# WRITTEN TASK
Write out the listing below exactly, and omit any images you find in it.
--- start of WORKING DATA ---
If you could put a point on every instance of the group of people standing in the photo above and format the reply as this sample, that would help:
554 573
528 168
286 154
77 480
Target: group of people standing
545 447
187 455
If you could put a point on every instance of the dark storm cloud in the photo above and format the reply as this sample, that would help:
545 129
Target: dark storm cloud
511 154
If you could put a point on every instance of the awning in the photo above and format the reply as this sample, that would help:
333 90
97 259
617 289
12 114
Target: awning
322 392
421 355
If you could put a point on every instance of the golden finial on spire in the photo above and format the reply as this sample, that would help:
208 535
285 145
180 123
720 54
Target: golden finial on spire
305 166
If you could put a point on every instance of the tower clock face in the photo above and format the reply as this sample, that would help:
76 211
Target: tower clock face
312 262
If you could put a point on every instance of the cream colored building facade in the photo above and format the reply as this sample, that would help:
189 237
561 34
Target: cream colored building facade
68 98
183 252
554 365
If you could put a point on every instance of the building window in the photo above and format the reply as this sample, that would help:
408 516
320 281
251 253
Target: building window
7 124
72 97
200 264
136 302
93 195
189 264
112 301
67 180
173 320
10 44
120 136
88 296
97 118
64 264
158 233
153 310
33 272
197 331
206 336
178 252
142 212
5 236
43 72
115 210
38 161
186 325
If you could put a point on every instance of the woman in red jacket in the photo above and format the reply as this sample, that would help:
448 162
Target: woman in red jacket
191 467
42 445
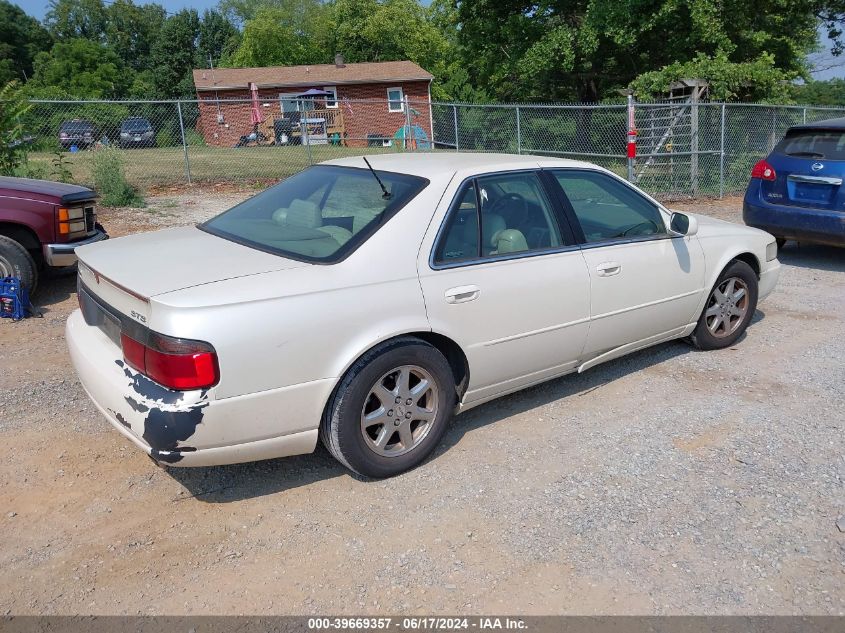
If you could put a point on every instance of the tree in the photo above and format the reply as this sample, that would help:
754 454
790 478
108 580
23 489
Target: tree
217 37
21 38
13 108
130 31
173 55
271 39
827 93
86 19
81 68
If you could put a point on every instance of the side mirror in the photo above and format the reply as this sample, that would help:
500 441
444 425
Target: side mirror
682 224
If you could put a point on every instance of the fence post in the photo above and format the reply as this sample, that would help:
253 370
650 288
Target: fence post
631 138
455 117
409 133
184 143
722 156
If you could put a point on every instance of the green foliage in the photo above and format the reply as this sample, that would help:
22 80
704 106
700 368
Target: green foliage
587 49
13 108
758 80
829 93
110 180
270 39
81 68
173 55
21 38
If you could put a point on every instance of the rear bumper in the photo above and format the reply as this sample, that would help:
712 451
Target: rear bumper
192 428
65 254
795 223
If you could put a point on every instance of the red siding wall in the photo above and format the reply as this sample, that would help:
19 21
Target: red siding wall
364 110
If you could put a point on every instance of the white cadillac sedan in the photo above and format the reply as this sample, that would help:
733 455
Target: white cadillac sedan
364 304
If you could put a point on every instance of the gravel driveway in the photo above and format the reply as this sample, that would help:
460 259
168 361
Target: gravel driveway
669 482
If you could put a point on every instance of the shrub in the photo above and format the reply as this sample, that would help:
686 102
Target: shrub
13 148
110 180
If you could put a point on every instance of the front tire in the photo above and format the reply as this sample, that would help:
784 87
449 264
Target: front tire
15 261
391 408
729 308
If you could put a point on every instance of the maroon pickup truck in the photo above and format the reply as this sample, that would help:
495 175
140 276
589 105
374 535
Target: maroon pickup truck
41 223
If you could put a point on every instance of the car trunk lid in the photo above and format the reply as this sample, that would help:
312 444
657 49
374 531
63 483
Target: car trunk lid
132 269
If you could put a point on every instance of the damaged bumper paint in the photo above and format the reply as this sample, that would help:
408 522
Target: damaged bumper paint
191 428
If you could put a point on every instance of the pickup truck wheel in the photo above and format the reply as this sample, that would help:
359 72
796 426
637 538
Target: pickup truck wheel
729 308
15 261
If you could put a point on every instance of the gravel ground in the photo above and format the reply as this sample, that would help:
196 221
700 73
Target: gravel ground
668 482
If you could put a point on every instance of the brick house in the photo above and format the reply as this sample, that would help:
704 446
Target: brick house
362 103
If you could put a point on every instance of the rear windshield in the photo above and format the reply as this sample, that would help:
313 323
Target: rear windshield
--- end of WORKING DATA ---
# WRITTEN ANSWER
If you could put a point on every instance of the group of people standing in the photo above and format the reply as this sample, that would help:
554 573
528 168
286 154
77 480
Target: group of people standing
545 447
187 455
If you could put a point on every instance of the dark storm cloud in the photo above and format the reply as this sample, that would help:
545 129
Target: dark storm cloud
511 154
If you could put a point on every instance of the awning in the photo above and format the reply as this sample, that would help:
333 90
97 259
617 289
12 114
Target: awning
322 392
421 355
If you could put a point on every instance of the golden finial on spire in the photo above and format the reply as this sample, that would help:
208 535
285 145
180 123
720 54
Target: golden finial on spire
305 166
If you could put a point on every instance of the tower clock face in the photo above and format the reply as this sample, that would help:
76 211
Target: tower clock face
312 262
If you could put a point on every instance of the cream colored building facade in the photo above and format the reply as this sample, that would help:
189 237
561 34
Target: cream colored building facade
68 98
183 252
554 365
If you could put a point on every instance of the building window in the photo above and format the reply as this sample, that would help:
408 516
320 281
251 253
Target: building window
7 124
72 97
200 264
136 302
93 195
189 264
112 301
67 180
173 320
10 44
120 136
88 296
97 118
64 264
158 233
153 310
33 272
197 331
206 336
178 252
142 212
5 236
43 72
115 210
38 161
186 325
If you could put a point on every instance of the woman in red jacket in the photo above and format the reply as this sample, that would help:
448 162
Target: woman in red jacket
191 467
42 445
If you could put a point on every instance of the tree in the photo above and format the reply as this sample, that would help:
754 454
790 478
108 580
23 489
Target: tree
217 37
21 38
13 108
130 31
173 55
271 39
827 93
86 19
81 68
If you could put a point on every instance of the side mirror in the photo above and format the reply as this sample, that would help:
500 441
444 425
Target: side mirror
682 224
If you could put a point on every instance of the fence post in the photo above and format the reply as this sample, that would help:
253 370
650 288
Target: fence post
631 138
455 117
409 133
184 143
722 156
If you could put a point on every instance of the green foliage in the photo above and format the reply as this sample, that would help:
22 80
704 106
700 368
Target: green foliage
587 49
13 108
758 80
829 93
110 180
270 39
81 68
173 55
21 38
If you could put a point on every instance of the rear bumper in the photo above and format the reply as this sample, that would help:
712 451
Target: rear bumper
192 428
65 254
795 223
If you could put a point on every instance of the red siding wall in the photo above and format the reply as this sample, that would help:
19 21
Target: red siding wall
364 110
If you could put a point on every instance of the white cadillac sedan in the photo above and format the reply as this sample, that would help:
733 455
Target: white cadillac sedan
364 304
If you could put a point on every instance of the gravel driveway in the photo above and format the reply as this sample, that would help:
460 259
168 361
Target: gravel driveway
669 482
If you could put a point on every instance of the shrub in the photo above and format the reply as this sample, that would help:
686 102
Target: shrub
13 148
110 180
If you could put a point on every instance of the front tire in the photo above and format the reply as this sample, that would help:
784 87
449 264
Target: front tire
15 261
391 408
729 308
If you could put a point on every instance of the maroon pickup truck in the photo above and format the reply as this sample, that would help:
495 175
140 276
589 105
374 535
Target: maroon pickup truck
41 223
If you could put a point on every instance of the car trunk lid in the photo above and format the reply as this sample, that would help:
312 444
657 49
374 531
63 483
Target: car trunk lid
132 269
If you could put a point on every instance of the damaged bumper paint in the photo above and format the reply as this sample, that would help:
408 522
Target: damaged bumper paint
191 428
If you could put a point on every instance of the pickup truck wheel in the photo above and format the reply as this sample, that would help:
359 72
796 426
637 538
Target: pickup truck wheel
729 308
15 261
If you could put a point on every instance of the gravel ground in the photo above and format the reply as this sample, that would help:
196 221
700 73
Target: gravel ground
668 482
If you could put a point on every instance of the brick house in the photo above and format the reply as this sample, that would help:
704 446
Target: brick house
362 103
If you could put a point on every instance of the rear windshield in the photo above and format the reply as this sample, that would help:
313 323
Target: rear windshield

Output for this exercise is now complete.